Set exercise
Collect every line in the records below that contains the string "pair" and copy each one out in full. Case counts, so only lines with that exact capitalization qualify.

#### Stored rows ####

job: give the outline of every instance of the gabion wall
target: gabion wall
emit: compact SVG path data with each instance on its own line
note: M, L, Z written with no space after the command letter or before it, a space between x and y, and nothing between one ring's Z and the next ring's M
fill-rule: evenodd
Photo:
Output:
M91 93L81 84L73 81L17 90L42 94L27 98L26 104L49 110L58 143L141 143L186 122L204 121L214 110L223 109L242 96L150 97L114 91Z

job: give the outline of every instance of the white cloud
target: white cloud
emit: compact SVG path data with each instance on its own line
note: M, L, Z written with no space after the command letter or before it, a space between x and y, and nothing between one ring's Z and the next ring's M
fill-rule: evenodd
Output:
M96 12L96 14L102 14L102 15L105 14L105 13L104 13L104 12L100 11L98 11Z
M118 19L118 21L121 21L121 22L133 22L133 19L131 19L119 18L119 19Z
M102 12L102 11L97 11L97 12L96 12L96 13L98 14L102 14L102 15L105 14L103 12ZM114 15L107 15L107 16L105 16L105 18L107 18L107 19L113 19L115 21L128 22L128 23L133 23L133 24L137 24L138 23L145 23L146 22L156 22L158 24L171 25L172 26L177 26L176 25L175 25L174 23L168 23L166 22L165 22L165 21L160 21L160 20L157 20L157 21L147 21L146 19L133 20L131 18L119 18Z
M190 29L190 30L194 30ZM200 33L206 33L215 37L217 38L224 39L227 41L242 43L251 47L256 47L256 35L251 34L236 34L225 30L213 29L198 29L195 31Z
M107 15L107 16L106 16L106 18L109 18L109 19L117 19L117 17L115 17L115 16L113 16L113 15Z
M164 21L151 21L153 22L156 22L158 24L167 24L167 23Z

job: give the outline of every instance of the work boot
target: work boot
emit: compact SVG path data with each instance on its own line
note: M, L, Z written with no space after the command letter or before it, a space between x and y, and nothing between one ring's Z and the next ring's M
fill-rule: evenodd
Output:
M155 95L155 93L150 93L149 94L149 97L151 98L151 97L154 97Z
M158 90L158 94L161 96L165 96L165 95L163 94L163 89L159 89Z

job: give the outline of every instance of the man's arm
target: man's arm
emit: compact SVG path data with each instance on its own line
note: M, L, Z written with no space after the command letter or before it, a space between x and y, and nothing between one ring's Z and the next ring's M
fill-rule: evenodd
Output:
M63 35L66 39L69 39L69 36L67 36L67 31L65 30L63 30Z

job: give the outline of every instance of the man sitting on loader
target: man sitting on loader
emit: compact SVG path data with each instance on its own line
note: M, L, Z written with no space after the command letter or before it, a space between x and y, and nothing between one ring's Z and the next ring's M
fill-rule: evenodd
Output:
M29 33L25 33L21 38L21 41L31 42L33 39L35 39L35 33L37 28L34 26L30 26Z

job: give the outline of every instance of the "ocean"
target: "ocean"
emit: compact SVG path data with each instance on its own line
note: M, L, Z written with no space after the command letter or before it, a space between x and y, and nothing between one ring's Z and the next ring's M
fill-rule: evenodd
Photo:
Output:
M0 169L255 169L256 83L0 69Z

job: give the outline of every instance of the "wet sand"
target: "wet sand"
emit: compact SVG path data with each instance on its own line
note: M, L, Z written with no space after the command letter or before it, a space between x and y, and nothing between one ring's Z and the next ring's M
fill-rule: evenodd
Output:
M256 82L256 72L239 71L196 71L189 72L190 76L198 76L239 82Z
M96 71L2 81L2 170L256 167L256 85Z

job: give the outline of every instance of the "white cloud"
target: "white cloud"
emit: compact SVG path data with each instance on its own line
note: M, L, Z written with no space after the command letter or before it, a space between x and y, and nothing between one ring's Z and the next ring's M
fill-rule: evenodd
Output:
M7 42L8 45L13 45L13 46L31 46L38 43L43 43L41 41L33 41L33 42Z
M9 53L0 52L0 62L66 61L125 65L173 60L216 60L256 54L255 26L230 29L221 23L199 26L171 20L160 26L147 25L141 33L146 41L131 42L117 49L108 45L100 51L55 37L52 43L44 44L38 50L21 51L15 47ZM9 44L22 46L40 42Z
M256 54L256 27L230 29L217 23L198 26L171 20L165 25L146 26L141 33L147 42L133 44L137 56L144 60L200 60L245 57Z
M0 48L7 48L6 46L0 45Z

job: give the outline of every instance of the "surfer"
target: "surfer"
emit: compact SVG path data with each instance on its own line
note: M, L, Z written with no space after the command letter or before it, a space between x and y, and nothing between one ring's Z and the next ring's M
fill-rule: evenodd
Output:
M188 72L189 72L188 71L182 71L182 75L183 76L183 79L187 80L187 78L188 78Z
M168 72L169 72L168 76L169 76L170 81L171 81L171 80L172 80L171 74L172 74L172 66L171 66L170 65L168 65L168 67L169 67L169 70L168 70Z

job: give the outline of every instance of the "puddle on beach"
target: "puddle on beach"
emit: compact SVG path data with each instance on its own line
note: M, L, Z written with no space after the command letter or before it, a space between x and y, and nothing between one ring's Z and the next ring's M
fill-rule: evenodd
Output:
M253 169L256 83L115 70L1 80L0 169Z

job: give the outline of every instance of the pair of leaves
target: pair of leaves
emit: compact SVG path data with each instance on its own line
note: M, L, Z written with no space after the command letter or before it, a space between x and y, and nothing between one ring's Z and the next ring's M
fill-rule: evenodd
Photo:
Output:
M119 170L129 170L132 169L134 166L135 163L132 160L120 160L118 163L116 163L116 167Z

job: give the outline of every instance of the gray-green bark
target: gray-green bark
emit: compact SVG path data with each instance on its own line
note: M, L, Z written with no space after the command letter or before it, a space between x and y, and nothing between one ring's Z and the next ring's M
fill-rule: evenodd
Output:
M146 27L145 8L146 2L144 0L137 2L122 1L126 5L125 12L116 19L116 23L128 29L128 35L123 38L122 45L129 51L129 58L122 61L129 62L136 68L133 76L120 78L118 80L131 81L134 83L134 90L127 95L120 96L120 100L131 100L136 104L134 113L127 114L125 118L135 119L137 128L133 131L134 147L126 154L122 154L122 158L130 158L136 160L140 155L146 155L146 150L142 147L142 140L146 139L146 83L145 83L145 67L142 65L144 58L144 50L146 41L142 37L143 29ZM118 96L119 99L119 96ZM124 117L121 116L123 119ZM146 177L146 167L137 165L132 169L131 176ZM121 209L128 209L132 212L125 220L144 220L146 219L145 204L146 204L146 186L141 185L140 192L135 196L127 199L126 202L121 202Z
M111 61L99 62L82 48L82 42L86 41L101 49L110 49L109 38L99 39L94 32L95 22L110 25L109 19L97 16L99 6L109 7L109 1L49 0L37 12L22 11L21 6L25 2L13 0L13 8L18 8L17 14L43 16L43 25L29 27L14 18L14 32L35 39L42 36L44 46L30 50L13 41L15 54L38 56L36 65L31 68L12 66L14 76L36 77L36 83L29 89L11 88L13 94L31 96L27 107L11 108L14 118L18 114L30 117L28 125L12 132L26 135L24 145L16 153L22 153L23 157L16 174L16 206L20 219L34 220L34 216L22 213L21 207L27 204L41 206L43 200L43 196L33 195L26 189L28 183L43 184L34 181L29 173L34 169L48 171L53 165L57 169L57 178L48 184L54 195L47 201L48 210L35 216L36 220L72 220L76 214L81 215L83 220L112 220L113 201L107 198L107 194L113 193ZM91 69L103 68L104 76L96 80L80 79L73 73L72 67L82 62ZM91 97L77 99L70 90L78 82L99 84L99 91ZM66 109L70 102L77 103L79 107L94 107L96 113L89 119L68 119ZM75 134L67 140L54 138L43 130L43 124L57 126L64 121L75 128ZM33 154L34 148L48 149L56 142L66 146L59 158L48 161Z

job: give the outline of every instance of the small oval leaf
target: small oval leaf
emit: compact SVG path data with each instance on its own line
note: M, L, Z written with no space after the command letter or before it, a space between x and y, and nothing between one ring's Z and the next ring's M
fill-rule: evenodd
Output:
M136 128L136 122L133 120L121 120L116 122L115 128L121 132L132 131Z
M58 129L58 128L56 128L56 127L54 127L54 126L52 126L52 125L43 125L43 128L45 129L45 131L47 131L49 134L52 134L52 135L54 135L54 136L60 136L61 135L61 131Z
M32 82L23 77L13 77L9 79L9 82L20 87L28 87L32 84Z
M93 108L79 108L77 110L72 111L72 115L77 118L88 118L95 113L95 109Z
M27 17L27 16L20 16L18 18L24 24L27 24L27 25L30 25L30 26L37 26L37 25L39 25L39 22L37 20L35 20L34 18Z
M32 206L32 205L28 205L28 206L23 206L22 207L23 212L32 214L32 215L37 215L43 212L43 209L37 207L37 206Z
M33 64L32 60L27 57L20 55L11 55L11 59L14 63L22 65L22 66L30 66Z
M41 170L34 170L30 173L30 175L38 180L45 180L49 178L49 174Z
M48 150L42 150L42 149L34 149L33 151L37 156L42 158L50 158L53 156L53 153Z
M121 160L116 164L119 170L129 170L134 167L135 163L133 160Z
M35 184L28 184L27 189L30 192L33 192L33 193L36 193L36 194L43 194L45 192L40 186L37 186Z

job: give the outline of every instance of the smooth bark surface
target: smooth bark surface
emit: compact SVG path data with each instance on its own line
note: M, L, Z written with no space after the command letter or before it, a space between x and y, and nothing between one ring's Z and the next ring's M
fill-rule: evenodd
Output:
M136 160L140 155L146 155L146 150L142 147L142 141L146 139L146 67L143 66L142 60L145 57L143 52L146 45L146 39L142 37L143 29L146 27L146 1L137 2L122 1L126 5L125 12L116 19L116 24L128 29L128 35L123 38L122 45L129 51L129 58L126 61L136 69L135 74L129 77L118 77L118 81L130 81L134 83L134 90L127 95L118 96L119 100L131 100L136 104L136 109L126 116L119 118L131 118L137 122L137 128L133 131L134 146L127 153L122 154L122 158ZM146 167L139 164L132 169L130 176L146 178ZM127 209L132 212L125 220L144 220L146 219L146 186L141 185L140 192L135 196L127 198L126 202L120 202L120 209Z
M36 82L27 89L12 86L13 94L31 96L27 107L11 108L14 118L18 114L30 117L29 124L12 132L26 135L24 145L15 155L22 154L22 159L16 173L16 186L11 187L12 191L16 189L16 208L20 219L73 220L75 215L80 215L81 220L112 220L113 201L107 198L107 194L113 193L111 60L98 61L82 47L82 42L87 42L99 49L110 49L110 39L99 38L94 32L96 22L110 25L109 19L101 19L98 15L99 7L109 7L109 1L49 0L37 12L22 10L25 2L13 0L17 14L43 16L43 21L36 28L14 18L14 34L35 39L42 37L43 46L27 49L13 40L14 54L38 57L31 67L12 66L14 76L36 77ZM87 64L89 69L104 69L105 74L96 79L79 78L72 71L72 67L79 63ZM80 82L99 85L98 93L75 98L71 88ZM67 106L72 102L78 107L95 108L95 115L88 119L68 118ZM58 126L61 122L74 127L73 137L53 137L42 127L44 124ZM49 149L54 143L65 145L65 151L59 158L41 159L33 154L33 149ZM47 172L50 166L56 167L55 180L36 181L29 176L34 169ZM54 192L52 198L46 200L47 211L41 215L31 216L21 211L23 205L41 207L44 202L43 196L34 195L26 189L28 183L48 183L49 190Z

####

Solution to this task
job: give the outline of every instance of the pair of leaves
target: pair of leaves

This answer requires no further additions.